EXERCISE INSTRUCTIONS> Count the lines in the records below that contain the word "green". Reply with that number alone.
* * *
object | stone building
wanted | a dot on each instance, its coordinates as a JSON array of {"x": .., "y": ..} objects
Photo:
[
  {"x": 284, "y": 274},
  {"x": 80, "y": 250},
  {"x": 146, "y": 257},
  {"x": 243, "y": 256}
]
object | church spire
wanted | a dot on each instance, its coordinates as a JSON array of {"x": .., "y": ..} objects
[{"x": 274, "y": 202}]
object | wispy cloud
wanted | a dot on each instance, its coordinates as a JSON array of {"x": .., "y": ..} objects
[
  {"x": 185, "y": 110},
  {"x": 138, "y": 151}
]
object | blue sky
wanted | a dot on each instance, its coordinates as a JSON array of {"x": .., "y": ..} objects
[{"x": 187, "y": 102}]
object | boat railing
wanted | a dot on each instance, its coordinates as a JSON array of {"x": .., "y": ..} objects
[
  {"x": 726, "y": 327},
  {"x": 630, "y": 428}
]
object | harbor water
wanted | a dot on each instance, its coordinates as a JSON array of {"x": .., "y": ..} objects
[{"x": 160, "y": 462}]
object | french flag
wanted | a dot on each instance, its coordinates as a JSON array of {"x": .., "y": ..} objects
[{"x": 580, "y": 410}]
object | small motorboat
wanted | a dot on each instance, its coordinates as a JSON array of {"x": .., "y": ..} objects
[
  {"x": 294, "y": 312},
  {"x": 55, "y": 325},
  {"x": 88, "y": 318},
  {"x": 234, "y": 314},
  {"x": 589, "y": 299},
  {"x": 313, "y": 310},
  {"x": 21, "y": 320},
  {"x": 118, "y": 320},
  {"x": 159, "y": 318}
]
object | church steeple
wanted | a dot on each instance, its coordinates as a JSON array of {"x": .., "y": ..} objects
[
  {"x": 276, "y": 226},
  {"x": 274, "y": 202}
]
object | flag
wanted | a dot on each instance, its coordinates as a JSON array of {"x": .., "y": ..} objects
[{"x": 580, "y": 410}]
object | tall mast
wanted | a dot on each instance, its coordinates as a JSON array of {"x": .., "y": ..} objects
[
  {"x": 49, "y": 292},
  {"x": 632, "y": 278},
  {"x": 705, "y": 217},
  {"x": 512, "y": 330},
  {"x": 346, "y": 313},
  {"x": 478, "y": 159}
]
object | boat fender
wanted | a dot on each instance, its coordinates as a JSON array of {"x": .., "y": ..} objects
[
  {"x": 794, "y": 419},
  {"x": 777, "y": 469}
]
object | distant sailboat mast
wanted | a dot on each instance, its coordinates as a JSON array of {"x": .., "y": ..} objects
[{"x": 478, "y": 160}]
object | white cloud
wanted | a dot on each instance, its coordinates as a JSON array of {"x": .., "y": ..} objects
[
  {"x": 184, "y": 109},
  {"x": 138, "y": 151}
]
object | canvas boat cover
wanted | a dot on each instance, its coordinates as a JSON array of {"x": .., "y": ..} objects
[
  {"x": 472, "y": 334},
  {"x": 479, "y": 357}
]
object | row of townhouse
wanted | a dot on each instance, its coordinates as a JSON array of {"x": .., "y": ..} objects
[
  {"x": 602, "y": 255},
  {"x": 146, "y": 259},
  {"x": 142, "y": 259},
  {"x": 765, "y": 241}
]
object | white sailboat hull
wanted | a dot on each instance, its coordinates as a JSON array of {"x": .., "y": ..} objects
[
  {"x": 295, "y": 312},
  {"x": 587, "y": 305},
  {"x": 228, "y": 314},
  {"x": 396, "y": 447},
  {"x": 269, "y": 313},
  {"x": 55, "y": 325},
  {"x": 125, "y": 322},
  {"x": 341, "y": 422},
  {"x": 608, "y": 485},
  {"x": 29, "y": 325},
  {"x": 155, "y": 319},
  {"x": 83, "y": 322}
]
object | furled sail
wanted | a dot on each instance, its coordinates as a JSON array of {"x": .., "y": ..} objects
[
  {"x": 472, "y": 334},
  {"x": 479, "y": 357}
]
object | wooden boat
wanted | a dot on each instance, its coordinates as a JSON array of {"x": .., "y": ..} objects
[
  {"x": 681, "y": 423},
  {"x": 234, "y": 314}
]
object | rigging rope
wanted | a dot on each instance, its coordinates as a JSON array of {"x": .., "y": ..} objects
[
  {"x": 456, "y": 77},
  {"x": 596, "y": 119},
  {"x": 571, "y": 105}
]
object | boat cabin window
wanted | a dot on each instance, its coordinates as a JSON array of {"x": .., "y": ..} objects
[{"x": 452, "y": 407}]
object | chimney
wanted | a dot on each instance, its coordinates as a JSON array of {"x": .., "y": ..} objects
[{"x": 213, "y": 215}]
* * *
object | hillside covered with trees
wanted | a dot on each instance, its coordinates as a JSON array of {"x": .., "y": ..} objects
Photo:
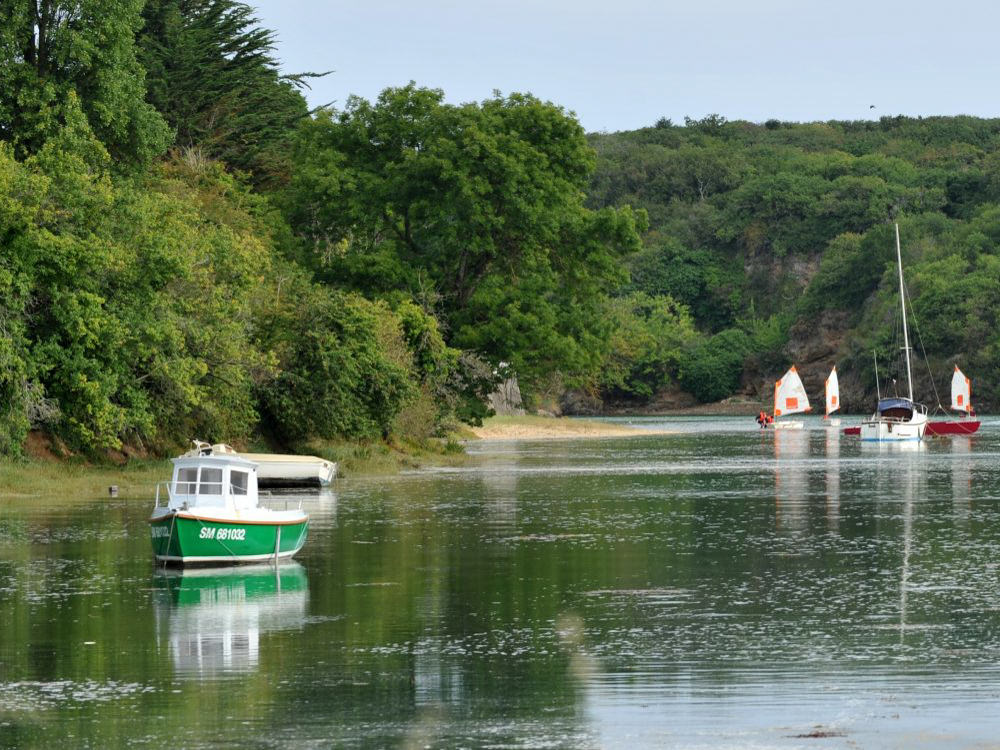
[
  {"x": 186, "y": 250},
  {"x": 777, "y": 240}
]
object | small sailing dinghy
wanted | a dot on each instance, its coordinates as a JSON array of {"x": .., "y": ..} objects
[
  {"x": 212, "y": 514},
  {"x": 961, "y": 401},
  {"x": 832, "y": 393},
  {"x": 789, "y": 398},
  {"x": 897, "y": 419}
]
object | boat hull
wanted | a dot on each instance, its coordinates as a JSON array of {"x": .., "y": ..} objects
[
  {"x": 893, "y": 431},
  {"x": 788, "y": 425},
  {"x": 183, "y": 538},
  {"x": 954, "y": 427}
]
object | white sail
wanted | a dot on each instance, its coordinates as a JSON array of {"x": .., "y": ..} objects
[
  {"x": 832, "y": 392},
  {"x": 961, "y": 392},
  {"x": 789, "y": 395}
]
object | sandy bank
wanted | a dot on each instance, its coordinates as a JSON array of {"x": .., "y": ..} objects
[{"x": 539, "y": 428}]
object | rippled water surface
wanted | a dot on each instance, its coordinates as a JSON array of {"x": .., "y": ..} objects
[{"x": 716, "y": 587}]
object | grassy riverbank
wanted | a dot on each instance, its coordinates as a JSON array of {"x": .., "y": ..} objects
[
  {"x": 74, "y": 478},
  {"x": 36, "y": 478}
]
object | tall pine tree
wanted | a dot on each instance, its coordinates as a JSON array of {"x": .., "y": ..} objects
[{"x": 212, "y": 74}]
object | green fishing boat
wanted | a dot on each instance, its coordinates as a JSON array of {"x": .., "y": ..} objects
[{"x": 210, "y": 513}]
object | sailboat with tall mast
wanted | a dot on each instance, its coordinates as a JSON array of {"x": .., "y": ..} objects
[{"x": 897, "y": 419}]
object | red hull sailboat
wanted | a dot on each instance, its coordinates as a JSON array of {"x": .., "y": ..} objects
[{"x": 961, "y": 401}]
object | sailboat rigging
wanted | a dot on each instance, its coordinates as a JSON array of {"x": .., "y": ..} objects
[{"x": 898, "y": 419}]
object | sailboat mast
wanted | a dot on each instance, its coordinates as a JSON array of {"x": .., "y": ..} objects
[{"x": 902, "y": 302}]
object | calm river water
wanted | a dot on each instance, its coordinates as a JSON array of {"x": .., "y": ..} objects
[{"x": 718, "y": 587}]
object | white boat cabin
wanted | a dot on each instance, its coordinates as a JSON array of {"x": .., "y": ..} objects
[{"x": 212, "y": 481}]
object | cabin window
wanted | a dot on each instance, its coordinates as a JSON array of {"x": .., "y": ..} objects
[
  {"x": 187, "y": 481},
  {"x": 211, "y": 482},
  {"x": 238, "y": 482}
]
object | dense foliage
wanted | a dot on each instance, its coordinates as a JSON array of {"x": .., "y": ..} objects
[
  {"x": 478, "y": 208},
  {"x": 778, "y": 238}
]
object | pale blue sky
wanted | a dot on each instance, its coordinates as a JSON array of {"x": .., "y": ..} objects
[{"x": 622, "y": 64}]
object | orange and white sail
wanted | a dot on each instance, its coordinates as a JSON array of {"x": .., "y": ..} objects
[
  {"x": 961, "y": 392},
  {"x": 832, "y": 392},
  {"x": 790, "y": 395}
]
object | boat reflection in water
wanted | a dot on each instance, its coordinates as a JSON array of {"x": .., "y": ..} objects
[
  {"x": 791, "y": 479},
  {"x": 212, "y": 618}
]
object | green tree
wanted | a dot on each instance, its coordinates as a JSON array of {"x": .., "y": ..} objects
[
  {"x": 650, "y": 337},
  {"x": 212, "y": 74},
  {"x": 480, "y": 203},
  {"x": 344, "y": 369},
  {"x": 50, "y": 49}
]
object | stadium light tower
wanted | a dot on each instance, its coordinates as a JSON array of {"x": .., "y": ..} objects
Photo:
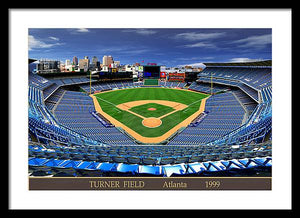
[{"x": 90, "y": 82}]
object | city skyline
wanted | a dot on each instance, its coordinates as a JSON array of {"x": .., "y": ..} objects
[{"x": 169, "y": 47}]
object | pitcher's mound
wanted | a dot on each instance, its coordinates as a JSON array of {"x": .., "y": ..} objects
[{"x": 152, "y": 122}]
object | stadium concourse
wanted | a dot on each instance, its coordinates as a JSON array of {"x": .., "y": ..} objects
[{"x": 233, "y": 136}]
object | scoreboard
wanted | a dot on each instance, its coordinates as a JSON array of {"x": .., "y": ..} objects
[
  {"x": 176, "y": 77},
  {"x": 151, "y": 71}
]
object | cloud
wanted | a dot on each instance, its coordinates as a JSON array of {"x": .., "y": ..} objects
* * *
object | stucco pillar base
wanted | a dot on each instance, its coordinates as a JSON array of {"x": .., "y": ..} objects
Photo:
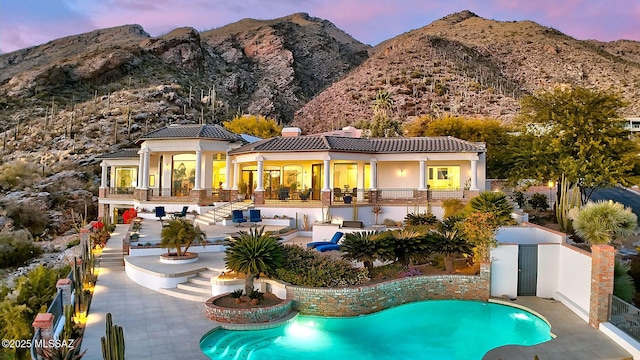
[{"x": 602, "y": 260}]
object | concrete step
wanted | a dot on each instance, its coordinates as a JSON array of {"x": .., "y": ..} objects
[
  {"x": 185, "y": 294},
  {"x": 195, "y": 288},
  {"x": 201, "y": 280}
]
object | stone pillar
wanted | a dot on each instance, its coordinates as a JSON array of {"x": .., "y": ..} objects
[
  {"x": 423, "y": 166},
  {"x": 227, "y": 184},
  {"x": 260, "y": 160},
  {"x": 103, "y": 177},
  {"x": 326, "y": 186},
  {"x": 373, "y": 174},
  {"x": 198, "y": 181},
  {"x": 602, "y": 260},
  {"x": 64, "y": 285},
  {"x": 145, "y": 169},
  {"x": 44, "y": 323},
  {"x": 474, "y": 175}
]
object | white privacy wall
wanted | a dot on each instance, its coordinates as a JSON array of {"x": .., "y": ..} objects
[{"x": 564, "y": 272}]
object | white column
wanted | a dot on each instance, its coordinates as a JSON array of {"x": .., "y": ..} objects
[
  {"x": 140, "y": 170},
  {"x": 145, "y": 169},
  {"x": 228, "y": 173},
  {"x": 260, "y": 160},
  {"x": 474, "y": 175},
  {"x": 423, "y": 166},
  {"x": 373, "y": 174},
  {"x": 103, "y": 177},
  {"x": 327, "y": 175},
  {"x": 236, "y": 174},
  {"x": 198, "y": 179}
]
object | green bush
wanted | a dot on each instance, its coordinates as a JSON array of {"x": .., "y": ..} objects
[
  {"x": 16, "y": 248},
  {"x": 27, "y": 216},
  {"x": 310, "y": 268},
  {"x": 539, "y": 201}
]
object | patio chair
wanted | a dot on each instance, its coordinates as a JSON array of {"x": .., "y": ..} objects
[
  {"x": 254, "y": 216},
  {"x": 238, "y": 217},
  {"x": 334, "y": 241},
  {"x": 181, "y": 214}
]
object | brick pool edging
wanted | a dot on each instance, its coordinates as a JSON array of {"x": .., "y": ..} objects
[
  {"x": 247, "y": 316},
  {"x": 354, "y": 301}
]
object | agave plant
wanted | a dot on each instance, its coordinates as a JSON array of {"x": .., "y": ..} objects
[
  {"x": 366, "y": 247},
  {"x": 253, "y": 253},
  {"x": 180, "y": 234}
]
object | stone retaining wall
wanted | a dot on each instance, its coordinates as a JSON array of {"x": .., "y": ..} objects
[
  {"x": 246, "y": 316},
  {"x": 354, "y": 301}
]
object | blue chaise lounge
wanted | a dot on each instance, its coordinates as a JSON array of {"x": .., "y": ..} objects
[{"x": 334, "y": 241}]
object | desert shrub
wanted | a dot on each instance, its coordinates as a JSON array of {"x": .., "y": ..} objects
* * *
WRITTEN ANSWER> 3